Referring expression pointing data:
● ● ● ● ●

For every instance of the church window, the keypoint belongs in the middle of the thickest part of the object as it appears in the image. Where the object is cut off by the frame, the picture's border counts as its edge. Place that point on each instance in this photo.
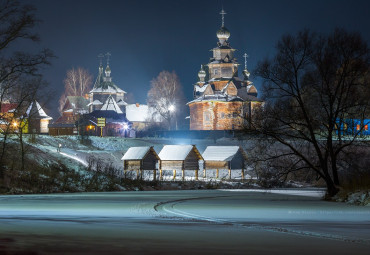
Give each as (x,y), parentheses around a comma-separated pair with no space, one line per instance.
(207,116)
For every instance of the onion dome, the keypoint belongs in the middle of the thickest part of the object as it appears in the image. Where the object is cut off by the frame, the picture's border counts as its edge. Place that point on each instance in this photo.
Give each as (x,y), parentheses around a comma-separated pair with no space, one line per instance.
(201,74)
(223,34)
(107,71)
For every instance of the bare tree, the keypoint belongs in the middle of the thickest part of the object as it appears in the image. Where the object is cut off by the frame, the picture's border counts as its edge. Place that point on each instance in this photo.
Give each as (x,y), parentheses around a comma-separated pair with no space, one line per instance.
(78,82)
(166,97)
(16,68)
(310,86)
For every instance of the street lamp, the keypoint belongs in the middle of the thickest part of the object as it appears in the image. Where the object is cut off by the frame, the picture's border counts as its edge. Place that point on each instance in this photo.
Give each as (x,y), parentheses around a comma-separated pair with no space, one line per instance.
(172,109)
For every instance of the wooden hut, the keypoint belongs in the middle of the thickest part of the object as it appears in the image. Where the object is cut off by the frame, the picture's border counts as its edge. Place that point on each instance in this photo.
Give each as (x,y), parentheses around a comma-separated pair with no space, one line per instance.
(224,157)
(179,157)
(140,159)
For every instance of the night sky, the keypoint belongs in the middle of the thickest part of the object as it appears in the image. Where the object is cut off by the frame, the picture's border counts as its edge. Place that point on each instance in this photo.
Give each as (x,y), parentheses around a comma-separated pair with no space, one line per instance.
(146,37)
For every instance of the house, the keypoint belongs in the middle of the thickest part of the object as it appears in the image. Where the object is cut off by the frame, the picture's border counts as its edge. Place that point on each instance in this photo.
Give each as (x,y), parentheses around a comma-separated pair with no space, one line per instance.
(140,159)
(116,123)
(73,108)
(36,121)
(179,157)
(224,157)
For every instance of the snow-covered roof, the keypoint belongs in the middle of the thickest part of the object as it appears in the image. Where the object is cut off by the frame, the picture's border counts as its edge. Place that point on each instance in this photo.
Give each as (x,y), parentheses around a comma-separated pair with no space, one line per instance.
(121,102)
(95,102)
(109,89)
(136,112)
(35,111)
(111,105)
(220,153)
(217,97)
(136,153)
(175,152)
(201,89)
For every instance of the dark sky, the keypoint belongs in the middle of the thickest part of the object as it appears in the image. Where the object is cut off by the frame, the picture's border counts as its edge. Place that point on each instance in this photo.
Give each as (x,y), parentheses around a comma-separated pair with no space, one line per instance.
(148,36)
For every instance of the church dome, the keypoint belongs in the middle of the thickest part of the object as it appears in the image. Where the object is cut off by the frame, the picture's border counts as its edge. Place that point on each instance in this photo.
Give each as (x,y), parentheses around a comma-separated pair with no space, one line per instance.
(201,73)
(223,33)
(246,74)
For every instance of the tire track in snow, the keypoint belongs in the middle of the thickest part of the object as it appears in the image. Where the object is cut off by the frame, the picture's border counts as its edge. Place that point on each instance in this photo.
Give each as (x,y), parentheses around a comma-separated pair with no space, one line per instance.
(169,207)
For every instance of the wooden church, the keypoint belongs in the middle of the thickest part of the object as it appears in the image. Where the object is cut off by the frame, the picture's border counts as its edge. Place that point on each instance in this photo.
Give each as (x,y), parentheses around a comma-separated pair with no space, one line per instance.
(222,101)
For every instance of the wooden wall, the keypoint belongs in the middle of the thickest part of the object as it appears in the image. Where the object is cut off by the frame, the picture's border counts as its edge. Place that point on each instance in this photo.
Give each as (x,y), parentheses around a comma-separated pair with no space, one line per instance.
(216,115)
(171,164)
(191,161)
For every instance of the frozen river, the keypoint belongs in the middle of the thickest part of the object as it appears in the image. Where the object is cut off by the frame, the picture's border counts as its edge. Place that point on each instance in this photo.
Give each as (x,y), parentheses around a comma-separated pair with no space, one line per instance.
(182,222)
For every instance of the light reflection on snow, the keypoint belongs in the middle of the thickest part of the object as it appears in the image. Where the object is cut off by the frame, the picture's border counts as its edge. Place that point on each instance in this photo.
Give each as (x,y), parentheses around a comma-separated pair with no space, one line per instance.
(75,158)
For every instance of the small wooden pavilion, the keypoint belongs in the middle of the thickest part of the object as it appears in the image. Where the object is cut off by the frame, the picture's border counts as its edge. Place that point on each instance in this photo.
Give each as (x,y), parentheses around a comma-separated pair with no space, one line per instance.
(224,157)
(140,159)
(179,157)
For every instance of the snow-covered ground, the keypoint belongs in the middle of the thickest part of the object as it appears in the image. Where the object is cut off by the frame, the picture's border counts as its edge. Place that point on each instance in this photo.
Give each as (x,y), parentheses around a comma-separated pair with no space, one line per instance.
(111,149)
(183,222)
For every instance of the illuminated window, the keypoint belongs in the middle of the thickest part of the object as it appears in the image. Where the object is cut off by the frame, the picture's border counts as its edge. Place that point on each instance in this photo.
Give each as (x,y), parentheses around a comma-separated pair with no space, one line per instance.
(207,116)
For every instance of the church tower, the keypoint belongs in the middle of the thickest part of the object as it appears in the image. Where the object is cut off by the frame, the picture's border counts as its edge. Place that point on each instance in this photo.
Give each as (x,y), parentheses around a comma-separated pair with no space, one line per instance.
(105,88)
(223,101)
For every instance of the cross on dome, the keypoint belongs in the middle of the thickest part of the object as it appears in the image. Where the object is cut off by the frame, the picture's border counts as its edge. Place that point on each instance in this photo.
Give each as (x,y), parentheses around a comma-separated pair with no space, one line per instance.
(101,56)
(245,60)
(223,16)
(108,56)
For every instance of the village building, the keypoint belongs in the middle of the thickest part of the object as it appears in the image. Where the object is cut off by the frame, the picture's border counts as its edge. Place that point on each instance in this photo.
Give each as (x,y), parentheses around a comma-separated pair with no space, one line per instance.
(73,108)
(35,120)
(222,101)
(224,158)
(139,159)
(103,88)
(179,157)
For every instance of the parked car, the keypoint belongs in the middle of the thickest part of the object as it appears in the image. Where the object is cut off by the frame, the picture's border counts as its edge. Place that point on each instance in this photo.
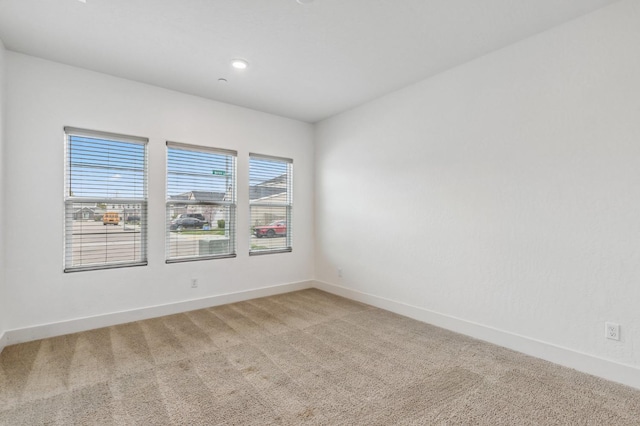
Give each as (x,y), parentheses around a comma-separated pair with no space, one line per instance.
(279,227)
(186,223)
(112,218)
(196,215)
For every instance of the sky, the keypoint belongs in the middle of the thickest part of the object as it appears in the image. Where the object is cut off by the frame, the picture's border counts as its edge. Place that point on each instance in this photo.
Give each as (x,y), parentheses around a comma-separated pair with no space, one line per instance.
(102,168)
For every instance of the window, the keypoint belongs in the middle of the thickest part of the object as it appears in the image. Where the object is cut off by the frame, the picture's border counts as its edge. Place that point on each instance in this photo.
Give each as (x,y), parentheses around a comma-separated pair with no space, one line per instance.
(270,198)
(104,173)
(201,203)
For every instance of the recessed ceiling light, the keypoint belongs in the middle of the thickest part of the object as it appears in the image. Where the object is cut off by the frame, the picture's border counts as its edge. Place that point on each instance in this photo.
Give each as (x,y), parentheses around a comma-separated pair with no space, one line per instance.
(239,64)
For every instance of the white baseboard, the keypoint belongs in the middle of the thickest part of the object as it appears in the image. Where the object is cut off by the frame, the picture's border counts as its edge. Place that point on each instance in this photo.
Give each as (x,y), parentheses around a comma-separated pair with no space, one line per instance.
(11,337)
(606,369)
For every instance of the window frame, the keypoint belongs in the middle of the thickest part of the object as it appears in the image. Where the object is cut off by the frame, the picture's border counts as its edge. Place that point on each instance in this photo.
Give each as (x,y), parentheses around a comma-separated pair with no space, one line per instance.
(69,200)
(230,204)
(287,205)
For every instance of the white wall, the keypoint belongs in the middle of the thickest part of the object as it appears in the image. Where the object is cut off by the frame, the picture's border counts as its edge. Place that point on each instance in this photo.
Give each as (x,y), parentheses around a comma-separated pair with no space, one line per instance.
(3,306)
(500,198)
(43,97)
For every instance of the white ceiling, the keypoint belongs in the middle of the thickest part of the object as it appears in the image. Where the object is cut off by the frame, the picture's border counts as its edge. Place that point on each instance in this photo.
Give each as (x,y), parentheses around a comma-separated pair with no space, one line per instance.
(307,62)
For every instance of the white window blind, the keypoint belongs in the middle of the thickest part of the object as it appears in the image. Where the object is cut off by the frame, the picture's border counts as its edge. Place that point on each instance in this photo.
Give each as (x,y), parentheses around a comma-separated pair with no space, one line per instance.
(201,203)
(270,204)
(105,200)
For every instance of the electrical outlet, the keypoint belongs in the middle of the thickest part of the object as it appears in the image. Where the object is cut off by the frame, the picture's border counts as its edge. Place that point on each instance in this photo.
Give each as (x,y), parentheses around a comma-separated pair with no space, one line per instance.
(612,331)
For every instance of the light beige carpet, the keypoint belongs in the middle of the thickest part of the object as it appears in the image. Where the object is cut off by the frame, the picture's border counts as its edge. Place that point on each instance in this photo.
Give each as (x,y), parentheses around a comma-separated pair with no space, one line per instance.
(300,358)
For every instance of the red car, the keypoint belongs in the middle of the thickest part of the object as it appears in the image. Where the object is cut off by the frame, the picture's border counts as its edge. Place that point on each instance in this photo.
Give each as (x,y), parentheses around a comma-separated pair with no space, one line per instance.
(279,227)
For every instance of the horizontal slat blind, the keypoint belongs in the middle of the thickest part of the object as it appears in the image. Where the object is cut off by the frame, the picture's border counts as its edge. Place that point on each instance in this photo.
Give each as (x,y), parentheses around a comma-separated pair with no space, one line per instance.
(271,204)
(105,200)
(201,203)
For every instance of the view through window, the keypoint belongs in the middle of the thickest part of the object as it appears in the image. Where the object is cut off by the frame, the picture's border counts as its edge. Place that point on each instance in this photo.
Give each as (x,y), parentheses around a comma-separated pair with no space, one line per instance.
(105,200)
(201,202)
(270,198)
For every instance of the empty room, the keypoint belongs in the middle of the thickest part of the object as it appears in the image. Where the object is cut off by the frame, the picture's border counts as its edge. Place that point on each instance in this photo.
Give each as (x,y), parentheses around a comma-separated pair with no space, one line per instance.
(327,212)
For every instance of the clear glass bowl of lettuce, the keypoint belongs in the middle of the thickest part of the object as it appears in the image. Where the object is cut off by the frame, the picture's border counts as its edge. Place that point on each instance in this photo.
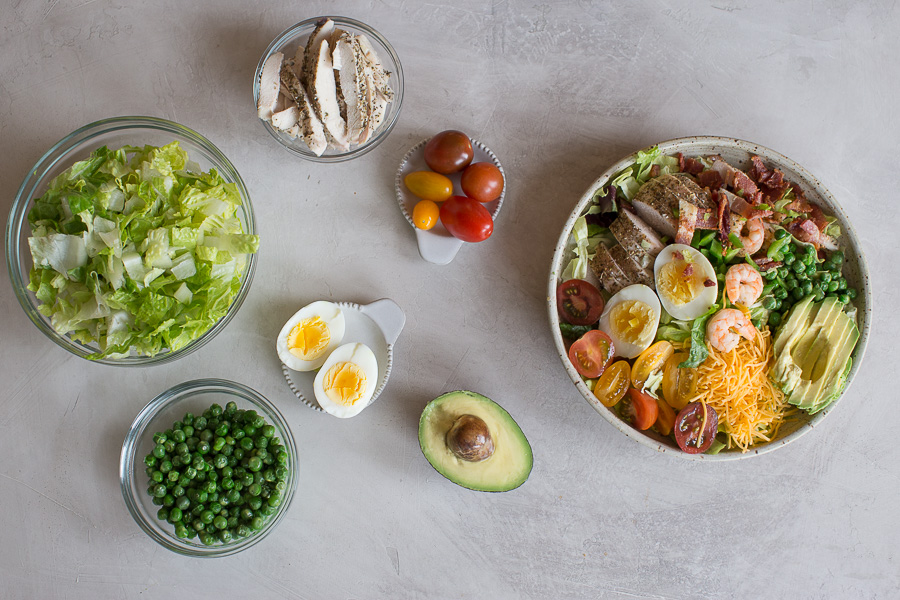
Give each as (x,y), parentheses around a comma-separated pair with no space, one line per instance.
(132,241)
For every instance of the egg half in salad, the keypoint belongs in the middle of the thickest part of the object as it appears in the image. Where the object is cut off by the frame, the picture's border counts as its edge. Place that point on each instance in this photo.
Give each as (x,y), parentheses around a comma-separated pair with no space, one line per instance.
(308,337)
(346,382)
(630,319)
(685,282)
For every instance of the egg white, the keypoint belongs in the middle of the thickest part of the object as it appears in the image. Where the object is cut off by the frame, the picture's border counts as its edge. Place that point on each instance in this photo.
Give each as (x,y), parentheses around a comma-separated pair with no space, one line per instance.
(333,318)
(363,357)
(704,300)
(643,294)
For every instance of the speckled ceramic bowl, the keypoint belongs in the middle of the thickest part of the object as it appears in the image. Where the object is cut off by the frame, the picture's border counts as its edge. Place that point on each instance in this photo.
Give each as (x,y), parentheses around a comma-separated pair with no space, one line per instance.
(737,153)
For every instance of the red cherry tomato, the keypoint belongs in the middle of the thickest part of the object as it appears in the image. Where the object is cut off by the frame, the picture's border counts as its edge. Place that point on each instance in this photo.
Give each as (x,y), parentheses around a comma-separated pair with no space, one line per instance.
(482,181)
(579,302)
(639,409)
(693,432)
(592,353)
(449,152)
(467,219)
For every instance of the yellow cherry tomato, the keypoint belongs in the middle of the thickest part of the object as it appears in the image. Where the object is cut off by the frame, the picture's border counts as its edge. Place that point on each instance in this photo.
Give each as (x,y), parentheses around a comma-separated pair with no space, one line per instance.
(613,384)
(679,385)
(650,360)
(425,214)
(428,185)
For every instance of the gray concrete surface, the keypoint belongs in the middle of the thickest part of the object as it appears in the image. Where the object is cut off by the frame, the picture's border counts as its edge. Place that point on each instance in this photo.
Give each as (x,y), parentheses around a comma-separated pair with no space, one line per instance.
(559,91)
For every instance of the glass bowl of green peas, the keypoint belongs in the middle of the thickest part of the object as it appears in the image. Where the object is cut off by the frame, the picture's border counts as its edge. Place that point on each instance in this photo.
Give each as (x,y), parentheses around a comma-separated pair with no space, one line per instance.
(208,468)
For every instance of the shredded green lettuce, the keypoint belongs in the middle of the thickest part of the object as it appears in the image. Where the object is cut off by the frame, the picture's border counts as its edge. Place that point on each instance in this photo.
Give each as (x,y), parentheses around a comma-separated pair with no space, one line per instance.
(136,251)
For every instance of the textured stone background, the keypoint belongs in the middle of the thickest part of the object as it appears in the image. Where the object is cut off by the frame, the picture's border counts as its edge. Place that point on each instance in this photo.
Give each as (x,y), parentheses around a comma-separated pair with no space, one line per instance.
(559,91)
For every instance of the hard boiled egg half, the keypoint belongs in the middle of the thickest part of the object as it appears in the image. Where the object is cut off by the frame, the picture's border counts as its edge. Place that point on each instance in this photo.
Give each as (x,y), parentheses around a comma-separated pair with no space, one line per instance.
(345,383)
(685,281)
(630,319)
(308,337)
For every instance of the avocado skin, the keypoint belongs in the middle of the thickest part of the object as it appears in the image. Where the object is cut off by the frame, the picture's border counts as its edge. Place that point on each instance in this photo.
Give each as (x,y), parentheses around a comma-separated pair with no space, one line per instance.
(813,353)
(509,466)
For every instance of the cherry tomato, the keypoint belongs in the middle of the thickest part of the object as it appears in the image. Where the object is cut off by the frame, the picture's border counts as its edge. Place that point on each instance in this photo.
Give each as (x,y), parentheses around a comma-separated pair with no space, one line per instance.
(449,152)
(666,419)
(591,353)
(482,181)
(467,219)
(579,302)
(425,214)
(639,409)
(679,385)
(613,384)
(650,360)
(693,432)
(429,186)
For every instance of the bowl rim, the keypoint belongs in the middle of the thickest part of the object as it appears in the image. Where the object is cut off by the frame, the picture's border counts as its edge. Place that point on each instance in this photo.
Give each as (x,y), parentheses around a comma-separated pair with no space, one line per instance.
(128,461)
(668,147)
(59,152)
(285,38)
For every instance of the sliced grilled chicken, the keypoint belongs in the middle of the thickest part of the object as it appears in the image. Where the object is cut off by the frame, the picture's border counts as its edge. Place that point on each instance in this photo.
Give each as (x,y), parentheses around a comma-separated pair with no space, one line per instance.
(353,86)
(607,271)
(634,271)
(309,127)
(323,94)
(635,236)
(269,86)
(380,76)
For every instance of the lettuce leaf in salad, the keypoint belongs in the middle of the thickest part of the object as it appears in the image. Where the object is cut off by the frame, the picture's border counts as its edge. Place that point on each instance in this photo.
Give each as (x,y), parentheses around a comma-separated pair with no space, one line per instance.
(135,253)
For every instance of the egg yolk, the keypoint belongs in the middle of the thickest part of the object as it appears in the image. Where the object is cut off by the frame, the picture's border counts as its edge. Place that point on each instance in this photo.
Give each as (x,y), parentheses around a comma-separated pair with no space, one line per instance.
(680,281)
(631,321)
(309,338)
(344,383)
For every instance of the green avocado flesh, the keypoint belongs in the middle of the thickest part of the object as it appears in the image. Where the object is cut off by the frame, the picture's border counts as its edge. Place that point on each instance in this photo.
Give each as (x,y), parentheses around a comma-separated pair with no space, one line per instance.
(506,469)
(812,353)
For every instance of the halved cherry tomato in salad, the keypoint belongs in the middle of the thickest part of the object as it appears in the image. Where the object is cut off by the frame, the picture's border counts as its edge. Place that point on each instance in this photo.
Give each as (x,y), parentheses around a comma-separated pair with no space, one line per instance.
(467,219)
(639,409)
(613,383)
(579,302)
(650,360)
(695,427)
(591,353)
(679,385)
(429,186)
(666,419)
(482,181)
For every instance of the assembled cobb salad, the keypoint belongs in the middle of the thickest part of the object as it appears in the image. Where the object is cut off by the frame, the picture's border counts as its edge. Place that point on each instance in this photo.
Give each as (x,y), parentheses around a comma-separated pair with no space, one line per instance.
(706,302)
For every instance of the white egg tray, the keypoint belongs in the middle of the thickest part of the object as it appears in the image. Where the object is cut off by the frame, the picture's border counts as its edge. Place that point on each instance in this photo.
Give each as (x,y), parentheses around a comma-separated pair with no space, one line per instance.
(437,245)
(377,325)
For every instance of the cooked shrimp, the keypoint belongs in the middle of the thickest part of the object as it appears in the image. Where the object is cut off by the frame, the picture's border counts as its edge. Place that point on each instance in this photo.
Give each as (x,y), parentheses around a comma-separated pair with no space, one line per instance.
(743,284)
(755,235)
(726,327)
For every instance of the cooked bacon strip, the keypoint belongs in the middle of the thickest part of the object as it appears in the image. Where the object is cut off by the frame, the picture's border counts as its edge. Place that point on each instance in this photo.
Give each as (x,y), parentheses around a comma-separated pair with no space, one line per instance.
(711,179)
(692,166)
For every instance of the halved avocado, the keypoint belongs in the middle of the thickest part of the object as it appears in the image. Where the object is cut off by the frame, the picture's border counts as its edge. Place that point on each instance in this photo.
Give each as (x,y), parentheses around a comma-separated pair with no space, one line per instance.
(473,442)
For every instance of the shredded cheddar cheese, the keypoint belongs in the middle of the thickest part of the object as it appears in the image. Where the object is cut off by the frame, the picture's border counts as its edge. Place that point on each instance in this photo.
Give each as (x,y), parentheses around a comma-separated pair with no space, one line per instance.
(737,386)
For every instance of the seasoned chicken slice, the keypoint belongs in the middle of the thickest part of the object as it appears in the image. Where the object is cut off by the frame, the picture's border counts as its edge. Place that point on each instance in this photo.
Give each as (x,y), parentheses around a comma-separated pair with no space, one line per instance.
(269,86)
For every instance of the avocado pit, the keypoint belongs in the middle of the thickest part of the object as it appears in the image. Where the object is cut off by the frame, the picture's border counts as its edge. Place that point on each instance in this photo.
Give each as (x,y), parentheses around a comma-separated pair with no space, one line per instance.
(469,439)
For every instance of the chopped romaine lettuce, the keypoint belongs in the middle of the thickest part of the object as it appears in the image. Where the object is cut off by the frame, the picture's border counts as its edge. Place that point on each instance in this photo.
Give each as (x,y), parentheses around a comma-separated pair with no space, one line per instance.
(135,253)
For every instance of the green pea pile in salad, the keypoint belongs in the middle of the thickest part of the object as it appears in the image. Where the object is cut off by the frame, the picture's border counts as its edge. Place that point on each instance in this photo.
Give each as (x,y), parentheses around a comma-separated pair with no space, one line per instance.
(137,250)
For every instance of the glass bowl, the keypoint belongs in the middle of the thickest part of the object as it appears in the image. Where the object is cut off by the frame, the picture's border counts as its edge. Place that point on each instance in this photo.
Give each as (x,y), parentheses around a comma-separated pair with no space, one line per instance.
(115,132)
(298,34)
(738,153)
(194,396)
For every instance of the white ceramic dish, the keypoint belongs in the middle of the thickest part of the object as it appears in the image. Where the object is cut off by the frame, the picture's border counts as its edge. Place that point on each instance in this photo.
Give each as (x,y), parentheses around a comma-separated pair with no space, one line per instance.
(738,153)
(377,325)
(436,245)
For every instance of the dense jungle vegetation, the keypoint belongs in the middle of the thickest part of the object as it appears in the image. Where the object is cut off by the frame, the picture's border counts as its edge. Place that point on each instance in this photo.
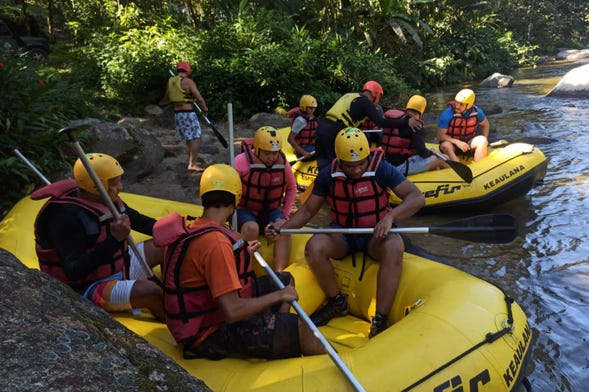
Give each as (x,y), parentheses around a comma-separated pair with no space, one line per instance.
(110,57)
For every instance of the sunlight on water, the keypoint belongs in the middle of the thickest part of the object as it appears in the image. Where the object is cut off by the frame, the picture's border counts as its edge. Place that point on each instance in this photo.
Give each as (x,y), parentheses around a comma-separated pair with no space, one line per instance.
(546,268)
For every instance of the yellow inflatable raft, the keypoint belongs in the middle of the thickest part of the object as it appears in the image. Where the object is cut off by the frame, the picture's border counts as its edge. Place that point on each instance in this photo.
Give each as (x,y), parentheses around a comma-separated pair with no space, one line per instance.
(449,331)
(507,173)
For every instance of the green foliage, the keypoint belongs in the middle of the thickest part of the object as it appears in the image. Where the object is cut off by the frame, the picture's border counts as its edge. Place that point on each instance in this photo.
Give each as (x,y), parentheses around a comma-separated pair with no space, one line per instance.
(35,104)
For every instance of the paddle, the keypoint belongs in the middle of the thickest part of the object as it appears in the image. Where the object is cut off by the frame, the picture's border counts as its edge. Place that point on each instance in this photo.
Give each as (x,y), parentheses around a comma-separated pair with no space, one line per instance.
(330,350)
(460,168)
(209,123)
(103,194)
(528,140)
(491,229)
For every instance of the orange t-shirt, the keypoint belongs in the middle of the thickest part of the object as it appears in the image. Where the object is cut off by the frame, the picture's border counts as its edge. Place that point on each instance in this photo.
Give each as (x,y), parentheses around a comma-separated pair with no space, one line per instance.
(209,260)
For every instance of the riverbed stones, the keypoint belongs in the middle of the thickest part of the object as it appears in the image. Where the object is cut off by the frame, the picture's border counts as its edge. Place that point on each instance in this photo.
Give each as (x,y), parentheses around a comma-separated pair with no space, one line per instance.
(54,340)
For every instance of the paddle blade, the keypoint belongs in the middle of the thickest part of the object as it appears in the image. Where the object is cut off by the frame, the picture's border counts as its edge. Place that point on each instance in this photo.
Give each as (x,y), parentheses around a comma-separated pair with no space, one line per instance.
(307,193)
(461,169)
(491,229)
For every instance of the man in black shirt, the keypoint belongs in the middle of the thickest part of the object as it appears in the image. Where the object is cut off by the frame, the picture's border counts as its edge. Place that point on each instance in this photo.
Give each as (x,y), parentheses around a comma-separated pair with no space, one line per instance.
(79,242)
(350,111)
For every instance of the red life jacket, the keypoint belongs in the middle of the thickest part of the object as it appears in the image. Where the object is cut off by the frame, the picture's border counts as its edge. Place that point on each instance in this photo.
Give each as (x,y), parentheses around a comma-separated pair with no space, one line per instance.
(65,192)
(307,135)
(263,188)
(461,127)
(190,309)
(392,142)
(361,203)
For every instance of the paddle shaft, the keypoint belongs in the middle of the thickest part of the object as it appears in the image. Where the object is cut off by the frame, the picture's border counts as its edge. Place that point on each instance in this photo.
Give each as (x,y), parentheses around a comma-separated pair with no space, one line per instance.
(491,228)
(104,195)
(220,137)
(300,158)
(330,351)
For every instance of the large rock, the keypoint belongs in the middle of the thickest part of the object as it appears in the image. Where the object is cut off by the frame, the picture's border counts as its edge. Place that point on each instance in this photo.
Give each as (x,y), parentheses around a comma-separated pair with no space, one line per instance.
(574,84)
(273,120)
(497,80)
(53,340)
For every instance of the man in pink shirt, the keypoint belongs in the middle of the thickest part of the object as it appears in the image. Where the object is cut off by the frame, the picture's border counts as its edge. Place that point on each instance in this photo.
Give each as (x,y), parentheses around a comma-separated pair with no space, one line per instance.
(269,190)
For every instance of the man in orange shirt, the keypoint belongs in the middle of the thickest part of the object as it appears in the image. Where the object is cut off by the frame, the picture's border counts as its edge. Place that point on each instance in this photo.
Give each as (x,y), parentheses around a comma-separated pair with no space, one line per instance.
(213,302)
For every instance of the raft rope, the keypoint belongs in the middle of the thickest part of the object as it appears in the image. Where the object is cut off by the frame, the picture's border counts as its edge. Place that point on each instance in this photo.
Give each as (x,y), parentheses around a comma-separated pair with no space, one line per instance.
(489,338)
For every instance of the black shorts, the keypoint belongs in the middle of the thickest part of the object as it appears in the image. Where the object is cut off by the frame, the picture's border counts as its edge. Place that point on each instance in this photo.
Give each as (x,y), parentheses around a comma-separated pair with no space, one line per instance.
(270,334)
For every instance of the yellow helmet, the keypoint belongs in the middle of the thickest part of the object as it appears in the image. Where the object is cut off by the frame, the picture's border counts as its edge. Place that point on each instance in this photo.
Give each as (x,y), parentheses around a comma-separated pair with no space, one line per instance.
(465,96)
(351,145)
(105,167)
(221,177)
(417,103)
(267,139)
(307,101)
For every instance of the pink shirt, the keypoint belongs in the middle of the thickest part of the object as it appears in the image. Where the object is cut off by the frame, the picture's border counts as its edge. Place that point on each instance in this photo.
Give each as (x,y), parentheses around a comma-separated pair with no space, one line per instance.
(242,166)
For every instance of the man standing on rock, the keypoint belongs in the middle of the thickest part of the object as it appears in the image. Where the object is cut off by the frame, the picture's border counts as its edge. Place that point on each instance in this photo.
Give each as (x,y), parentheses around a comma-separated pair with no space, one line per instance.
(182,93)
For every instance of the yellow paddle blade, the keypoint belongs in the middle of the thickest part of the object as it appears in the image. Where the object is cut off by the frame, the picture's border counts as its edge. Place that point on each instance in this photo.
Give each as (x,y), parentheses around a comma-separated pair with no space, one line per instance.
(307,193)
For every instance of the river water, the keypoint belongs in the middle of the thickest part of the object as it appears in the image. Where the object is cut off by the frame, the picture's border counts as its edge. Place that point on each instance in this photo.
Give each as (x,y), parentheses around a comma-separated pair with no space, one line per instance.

● ● ● ● ●

*Activity*.
From the records above, copy each line in which the string "chicken" occurs.

*Output*.
For every instance of the sliced grilled chicken, the keypoint belongs in the middle of the thickest part of the object as it appears in the image. Where the object is cut off by the frame, the picture's border counts as its edge. Place that point on each instance in this photo.
For every instance of the seasoned chicken slice, the keypoint belongs in the middle of the thickest part of the object as it appears in the image. Where the object is cut off by the frame, the picture's border counts as its edge. Place that point on each instance in this photo.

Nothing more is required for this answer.